PROBLEM REQUIREMENTS:
Please rewrite the material below, replacing "bounding box" with "rectangle" everywhere it occurs and keeping everything else unchanged.

+++

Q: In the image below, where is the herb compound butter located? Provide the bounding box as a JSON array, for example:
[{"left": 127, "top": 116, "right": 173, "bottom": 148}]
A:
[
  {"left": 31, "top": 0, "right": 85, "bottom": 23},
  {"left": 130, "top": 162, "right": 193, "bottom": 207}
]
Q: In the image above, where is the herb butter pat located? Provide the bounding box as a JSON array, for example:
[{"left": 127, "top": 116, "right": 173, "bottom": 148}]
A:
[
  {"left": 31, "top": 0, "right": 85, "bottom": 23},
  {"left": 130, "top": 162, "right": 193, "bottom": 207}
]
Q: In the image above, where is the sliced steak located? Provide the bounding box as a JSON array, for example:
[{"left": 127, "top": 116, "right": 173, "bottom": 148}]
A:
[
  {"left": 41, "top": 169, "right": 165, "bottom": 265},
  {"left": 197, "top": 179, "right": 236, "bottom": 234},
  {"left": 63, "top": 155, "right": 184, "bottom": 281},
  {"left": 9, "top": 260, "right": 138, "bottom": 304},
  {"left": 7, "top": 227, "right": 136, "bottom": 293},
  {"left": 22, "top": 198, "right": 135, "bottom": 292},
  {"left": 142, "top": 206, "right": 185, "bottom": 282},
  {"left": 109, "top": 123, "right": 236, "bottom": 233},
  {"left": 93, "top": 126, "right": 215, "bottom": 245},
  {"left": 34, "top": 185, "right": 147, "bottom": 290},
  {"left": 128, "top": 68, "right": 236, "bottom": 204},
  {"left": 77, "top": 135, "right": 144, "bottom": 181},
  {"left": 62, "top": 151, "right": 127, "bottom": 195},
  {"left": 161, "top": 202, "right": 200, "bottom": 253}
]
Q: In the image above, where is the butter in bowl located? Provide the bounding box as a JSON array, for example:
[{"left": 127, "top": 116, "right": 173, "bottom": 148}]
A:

+++

FINAL RESULT:
Q: In the image below, where is the herb compound butter located? Provide the rectangle as a JSON array, for example:
[{"left": 127, "top": 116, "right": 173, "bottom": 148}]
A:
[
  {"left": 31, "top": 0, "right": 85, "bottom": 23},
  {"left": 130, "top": 162, "right": 193, "bottom": 207}
]
Q: In the image above, where is the herb butter pat located? Provide the rectangle as a JSON array, for example:
[{"left": 127, "top": 116, "right": 173, "bottom": 148}]
A:
[
  {"left": 31, "top": 0, "right": 85, "bottom": 23},
  {"left": 130, "top": 162, "right": 193, "bottom": 207}
]
Q: In the image above, where is the sliced steak located? Provide the rectangle as a JSON array, for example:
[{"left": 127, "top": 116, "right": 173, "bottom": 148}]
A:
[
  {"left": 41, "top": 169, "right": 165, "bottom": 265},
  {"left": 197, "top": 179, "right": 236, "bottom": 234},
  {"left": 63, "top": 155, "right": 184, "bottom": 281},
  {"left": 9, "top": 260, "right": 138, "bottom": 304},
  {"left": 7, "top": 227, "right": 136, "bottom": 293},
  {"left": 22, "top": 198, "right": 135, "bottom": 292},
  {"left": 142, "top": 206, "right": 185, "bottom": 282},
  {"left": 109, "top": 123, "right": 236, "bottom": 233},
  {"left": 93, "top": 126, "right": 215, "bottom": 245},
  {"left": 34, "top": 185, "right": 147, "bottom": 290},
  {"left": 128, "top": 68, "right": 236, "bottom": 204},
  {"left": 77, "top": 135, "right": 144, "bottom": 181},
  {"left": 62, "top": 151, "right": 127, "bottom": 195},
  {"left": 161, "top": 202, "right": 200, "bottom": 253}
]
Q: In the image above, where is the butter in bowl located? Provide the rectangle as a JSON array, for example:
[{"left": 127, "top": 116, "right": 173, "bottom": 148}]
A:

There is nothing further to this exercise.